__About this exercise__.
Answer these questions from the news article below about the airport shooting.
1. At which airline's ticket counter did the shooting take place?
2. According to the FBI spokesman, what did the man carry into the airport?
3. In which city did Hadayet's wife speak to The Associated Press?

__Excerpted passage__.
Features

FBI says biggest question still to be answered — Why?

By Chelsae J. Carter, The Associated Press
Tuesday July 09, 2002

IRVINE — Days after a shooting at the El Al Israel Airlines ticket counter at Los Angeles International Airport left three dead, the biggest question facing investigators was — Why? 

“Why would a man walk into an airport with two fully loaded weapons, extra (ammunition) and a hunting knife with a six-inch blade? It’s obvious he was going to kill people, the question is why?” FBI spokesman Matt McLaughlin said Monday. 

FBI agents have interviewed friends and family of Hesham Mohamed Hadayet and scoured the Egyptian immigrant’s Orange County home for clues to a motive in the July 4 shooting spree. 

But so far the investigation has come up with “nothing irrefutable that points to a motive,” McLaughlin said. 

Earlier Monday, Hadayet’s wife told The Associated Press in Cairo, Egypt, that she spoke with her husband hours before the shooting and he gave no hint he was planning any violent act.

__Data shown__.
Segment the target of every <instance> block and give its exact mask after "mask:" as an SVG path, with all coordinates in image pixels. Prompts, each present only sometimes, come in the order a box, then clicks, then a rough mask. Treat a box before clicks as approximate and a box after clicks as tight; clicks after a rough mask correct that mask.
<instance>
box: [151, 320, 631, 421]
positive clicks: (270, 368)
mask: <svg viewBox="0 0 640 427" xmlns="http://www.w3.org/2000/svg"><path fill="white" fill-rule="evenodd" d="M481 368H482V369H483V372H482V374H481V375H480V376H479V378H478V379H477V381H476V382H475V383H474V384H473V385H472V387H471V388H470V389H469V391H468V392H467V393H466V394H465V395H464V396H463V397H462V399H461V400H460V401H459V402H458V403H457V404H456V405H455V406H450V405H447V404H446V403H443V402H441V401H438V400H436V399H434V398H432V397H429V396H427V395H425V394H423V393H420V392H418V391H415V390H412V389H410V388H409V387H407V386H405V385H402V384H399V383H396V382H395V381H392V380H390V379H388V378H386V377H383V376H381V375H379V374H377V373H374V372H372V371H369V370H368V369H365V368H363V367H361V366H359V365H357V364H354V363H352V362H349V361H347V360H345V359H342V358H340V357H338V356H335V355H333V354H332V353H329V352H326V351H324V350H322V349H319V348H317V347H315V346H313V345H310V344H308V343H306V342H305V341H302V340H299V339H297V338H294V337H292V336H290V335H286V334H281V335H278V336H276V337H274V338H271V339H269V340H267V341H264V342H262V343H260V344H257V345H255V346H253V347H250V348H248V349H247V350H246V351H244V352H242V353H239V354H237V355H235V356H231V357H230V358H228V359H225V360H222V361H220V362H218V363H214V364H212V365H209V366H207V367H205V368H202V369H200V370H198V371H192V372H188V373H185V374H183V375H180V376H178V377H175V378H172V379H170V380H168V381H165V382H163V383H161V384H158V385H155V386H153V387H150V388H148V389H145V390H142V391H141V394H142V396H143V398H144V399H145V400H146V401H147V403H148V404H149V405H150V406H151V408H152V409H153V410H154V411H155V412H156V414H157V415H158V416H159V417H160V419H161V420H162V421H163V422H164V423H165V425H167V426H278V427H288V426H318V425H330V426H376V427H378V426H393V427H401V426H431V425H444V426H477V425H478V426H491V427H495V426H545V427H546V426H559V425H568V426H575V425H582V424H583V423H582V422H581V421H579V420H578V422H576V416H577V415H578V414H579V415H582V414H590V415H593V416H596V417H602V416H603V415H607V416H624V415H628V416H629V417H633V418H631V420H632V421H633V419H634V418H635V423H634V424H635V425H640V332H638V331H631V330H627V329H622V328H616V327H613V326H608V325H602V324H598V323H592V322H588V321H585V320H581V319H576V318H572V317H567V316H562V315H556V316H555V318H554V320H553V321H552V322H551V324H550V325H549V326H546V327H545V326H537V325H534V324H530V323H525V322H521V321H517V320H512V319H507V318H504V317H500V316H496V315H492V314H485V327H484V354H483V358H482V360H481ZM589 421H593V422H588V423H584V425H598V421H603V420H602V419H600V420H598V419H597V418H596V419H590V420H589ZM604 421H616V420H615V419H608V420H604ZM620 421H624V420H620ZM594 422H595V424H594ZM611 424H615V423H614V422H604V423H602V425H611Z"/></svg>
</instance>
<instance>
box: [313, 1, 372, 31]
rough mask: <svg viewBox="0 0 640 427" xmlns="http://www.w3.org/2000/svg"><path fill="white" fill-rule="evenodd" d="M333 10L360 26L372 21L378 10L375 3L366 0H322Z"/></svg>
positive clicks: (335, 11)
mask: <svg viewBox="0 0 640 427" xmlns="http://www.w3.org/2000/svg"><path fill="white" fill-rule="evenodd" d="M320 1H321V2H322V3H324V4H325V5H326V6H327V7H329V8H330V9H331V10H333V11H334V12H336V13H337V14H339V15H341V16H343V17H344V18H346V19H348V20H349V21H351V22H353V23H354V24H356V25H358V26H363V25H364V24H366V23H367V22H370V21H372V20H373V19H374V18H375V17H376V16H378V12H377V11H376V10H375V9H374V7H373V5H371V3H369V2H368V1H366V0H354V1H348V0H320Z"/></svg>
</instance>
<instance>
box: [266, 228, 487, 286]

---

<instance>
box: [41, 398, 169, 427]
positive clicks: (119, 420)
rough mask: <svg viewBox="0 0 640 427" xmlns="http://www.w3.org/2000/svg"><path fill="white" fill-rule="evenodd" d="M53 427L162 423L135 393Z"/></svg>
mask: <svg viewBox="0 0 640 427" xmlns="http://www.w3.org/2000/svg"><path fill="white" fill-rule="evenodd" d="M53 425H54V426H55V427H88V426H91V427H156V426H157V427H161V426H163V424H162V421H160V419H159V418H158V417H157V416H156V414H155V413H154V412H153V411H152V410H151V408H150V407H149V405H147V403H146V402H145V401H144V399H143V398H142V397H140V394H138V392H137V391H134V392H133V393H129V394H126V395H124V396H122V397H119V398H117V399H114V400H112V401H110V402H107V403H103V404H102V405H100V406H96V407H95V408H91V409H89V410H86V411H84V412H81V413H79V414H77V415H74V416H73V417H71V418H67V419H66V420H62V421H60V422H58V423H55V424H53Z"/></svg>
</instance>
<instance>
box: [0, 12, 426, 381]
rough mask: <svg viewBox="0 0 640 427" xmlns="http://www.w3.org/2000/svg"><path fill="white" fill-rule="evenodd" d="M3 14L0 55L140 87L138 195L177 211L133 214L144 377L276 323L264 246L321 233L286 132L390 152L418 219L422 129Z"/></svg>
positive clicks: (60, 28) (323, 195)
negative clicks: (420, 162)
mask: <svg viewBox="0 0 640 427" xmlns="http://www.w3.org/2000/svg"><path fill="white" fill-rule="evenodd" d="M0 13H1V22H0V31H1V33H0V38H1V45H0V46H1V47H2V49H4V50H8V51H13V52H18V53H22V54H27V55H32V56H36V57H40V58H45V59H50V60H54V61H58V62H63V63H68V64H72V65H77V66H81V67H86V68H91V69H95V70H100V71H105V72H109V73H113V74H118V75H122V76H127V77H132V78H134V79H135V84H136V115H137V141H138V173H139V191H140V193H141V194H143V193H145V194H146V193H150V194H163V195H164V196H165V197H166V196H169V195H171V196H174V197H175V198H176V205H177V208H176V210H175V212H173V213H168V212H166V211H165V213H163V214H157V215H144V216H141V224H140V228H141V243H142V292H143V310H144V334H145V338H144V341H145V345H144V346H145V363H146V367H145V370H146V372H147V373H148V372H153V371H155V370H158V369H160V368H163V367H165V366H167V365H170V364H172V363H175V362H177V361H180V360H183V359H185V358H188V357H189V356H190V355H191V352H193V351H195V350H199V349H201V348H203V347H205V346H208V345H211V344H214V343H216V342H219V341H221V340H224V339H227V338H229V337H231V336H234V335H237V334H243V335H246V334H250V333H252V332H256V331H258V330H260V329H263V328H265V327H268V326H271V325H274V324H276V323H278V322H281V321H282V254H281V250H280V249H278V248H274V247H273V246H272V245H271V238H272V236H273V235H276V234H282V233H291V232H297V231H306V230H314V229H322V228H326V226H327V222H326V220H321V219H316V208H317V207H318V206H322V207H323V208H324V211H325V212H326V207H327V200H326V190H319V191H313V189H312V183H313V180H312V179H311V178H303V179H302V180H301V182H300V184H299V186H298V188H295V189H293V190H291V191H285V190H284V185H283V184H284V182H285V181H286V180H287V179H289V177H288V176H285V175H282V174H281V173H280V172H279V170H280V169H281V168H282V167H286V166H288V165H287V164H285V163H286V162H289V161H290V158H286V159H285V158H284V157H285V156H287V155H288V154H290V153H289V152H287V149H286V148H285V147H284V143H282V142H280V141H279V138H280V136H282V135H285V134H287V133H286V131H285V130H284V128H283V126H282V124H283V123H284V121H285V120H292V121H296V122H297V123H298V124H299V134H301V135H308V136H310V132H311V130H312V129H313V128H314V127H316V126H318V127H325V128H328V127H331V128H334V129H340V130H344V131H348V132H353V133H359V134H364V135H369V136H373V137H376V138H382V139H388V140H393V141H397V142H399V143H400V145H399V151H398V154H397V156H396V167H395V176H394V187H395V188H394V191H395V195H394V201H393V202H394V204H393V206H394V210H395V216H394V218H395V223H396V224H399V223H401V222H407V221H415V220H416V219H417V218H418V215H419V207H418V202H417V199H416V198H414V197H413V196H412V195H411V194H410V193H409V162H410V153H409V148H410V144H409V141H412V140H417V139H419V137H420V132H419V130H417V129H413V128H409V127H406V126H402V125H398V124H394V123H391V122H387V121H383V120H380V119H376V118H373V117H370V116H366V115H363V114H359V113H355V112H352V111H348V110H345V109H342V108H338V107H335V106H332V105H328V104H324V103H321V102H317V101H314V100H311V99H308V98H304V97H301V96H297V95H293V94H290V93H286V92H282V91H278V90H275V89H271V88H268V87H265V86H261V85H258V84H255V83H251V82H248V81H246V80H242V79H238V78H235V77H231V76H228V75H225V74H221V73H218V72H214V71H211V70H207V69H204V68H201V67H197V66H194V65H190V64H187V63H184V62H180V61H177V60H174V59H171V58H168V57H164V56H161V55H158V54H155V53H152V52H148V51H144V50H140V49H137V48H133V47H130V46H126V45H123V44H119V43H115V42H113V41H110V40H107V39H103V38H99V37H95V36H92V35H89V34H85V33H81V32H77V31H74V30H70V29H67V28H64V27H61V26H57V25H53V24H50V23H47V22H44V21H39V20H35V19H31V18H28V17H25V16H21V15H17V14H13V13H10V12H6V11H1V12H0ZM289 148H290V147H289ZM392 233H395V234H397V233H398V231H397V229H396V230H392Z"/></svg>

__Solution to the exercise__.
1. El Al Israel Airlines
2. Two fully loaded weapons, extra ammunition, and a hunting knife with a six-inch blade
3. Cairo, Egypt